■ **DESCRIPCIÓN DE LA TAREA**:
¿Puedes reescribir en forma de lista el párrafo del texto sobre la vida del león que empieza «Si quieres sobrevivir como un león salvaje», conservando sus datos principales?

■ **TEXTO DE ESTUDIO**:
──────
Ambos casos tienen pros y contras que hacen difícil responder cuál vida es mejor. Una vida libre y dura en la naturaleza, o una vida restringida y fácil en un santuario.
El león que vive en la naturaleza no tiene una vida fácil.
Junto a su manada, gran parte de su día va dirigido a cubrir las necesidades básicas para vivir. Comida, agua, reproducción.
Tienen que pelear con hienas, y fracasar una y otra vez tratando de derribar una presa. Despiertan cada día con la incertidumbre de si cazarán algo o no. Toda la atención debe estar dirigida en el momento presente.
Quizás en primera instancia no suena como una vida atractiva. Pero es esta misma naturaleza infernal lo que saca lo mejor de cada animal.
Si quieres sobrevivir como un león salvaje, tienes que ser impresionantemente fuerte y ágil, y tener los sentidos sensibles en todo momento, y enfocarte en tu objetivo, y cubrir grandes distancias en tu hábitat, y aguantar los malos momentos, y trabajar en equipo. ¡Y rugir!
En otras palabras, tienes que ser un león en todo su esplendor. No hay espacio para debilidad y flojera.
Tan sólo intenta ponerte en la piel de un león o una leona. Imagínate la euforia que sentirías si, después de decenas de intentos, logras derribar a un búfalo que luchaba por su vida. Imagína la adrenalina que debes sentir cuando estás rodeado por hienas hambrientas, y logras espantarlas a través de tus rugidos.
Seguramente has visto esas escenas en documentales donde muestran a un león dando lo mejor de sí para sobrevivir. ¡Es un espectáculo!
La naturaleza es dura, pero da grandes recompensas. Exige de cada animal el mayor de los esfuerzos.
El león albino, quien vive en un santuario, tiene en cambio una vida más fácil.
──────
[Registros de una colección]
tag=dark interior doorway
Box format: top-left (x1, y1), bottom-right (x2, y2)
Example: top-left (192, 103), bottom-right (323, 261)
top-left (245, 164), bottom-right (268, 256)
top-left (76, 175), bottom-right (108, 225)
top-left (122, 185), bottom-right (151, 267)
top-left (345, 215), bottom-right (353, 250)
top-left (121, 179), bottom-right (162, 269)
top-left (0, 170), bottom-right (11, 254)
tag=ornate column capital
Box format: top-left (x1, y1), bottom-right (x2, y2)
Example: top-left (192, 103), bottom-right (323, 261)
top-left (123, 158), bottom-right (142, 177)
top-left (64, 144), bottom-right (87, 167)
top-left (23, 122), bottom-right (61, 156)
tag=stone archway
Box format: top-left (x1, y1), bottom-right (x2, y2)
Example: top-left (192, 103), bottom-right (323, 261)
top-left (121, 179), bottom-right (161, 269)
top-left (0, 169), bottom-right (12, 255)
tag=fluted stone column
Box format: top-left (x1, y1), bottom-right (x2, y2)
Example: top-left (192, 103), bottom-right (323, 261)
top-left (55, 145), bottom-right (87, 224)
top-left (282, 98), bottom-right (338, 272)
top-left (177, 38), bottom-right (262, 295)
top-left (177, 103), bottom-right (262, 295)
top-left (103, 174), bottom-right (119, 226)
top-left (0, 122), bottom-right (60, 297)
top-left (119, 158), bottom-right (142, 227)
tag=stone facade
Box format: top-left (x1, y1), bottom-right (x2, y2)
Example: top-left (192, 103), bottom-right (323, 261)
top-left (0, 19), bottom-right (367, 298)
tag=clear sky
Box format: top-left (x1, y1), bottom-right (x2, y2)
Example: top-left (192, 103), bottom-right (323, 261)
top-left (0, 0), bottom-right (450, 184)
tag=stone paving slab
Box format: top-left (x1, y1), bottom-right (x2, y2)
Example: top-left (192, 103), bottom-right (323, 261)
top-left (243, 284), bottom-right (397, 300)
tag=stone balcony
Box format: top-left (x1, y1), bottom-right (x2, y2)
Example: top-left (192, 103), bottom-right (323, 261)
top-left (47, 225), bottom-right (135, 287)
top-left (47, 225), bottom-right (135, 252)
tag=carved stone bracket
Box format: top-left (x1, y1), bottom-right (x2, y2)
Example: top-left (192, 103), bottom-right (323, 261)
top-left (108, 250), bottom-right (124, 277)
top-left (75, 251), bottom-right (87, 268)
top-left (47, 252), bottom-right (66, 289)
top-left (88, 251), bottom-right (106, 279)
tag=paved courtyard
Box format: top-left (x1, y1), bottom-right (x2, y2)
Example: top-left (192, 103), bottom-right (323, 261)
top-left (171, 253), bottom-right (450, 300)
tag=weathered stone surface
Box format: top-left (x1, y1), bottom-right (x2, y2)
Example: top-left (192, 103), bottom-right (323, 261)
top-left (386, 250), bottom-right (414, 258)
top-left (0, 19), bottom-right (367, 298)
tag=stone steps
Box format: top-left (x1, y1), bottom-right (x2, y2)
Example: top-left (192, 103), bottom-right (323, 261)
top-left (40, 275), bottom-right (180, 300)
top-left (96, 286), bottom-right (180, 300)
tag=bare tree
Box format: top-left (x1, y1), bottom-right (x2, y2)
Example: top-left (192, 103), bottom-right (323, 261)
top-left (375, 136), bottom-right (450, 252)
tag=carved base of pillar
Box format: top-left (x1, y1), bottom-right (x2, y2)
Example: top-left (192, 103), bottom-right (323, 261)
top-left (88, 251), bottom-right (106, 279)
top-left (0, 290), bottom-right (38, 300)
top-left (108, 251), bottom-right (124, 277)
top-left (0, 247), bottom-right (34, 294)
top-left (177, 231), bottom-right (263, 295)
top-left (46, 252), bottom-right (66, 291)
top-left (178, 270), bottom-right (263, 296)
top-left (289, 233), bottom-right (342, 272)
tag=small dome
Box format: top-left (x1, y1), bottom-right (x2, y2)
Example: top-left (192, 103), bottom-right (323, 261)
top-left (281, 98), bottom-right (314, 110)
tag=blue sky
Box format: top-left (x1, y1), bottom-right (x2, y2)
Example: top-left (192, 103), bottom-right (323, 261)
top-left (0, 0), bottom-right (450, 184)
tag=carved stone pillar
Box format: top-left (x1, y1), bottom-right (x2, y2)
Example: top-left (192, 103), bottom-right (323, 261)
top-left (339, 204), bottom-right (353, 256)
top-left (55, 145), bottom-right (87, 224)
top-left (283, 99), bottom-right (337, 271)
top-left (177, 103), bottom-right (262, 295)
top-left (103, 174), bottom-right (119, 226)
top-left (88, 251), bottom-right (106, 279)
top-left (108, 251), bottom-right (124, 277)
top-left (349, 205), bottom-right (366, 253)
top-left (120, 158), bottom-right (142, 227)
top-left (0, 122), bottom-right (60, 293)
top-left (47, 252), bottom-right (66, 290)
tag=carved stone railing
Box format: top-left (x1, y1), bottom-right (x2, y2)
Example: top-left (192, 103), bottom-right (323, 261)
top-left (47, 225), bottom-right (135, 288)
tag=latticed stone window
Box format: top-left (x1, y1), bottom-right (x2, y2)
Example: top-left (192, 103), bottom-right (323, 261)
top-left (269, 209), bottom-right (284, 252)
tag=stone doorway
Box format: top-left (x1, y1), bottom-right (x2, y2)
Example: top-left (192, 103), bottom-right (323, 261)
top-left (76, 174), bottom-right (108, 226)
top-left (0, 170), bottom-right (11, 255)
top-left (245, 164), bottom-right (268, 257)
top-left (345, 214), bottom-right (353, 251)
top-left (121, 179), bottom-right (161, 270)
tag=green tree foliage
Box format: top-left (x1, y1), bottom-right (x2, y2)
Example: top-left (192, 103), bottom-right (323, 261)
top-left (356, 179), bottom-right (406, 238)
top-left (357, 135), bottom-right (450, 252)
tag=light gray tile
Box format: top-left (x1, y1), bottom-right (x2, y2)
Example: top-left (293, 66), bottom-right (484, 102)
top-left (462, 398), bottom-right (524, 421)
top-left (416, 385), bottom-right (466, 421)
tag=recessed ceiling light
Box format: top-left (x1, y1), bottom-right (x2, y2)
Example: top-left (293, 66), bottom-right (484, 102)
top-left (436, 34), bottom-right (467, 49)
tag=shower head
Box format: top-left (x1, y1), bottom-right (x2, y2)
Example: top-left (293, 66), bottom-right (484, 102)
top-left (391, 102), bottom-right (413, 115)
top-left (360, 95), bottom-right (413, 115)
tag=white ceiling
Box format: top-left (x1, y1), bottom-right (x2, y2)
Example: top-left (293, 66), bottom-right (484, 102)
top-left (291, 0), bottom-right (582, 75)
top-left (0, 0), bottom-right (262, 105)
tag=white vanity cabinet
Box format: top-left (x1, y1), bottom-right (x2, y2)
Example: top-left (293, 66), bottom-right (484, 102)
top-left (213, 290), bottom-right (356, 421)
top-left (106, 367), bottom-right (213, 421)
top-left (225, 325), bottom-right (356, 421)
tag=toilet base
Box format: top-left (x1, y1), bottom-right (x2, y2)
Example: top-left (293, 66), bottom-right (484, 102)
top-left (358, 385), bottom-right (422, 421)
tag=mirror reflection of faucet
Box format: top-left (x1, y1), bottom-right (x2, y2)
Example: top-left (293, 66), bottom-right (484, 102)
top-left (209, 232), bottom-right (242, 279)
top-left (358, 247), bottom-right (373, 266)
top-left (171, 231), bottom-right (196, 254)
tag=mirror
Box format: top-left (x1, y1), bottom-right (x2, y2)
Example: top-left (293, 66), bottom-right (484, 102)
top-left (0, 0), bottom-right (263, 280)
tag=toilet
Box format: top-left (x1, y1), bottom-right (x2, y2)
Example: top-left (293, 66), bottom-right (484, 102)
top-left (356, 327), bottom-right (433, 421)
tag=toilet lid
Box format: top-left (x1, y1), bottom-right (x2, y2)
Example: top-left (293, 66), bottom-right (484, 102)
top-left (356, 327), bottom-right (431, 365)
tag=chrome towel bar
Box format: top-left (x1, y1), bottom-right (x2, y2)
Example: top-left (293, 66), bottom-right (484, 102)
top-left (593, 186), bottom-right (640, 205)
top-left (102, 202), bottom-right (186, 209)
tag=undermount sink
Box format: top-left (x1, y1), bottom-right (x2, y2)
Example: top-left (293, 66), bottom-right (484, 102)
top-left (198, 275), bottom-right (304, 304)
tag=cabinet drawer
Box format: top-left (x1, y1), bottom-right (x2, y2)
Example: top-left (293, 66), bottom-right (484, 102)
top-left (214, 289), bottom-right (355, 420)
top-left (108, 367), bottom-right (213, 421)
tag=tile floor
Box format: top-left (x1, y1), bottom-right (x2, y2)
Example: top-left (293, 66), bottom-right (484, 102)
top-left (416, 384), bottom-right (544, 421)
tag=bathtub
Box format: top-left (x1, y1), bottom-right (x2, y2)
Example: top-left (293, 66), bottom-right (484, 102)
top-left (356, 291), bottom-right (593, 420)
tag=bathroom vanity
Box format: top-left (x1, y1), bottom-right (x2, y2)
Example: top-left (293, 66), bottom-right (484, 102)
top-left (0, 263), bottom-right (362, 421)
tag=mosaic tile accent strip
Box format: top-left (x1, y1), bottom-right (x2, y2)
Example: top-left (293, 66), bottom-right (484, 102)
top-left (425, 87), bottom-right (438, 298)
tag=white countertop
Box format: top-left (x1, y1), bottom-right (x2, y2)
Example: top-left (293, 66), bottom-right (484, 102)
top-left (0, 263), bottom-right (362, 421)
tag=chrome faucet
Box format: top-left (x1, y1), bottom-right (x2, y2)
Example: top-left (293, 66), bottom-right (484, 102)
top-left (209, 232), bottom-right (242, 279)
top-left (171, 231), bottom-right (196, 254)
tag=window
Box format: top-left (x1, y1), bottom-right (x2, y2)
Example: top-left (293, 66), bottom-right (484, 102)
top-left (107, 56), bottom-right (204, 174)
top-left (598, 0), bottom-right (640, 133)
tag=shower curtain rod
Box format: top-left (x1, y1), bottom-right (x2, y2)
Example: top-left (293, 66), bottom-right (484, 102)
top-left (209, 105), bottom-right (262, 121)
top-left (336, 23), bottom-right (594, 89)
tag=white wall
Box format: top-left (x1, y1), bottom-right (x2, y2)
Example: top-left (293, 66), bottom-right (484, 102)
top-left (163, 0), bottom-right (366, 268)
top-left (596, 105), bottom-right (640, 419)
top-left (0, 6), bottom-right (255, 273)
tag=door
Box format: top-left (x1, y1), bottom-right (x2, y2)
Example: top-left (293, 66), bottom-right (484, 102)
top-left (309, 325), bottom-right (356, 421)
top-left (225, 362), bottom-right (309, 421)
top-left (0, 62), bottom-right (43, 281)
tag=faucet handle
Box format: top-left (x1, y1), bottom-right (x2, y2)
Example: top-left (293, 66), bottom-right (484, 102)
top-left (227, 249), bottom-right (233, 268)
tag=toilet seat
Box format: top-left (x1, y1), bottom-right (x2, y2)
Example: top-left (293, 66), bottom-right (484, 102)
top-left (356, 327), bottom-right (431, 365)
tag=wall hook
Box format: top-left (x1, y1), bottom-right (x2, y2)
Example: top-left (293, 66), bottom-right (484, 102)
──────
■ **RESPUESTA**:
Para sobrevivir como un león salvaje hay que:
- ser impresionantemente fuerte y ágil
- tener los sentidos sensibles en todo momento
- enfocarse en el objetivo
- cubrir grandes distancias en el hábitat
- aguantar los malos momentos
- trabajar en equipo
- rugir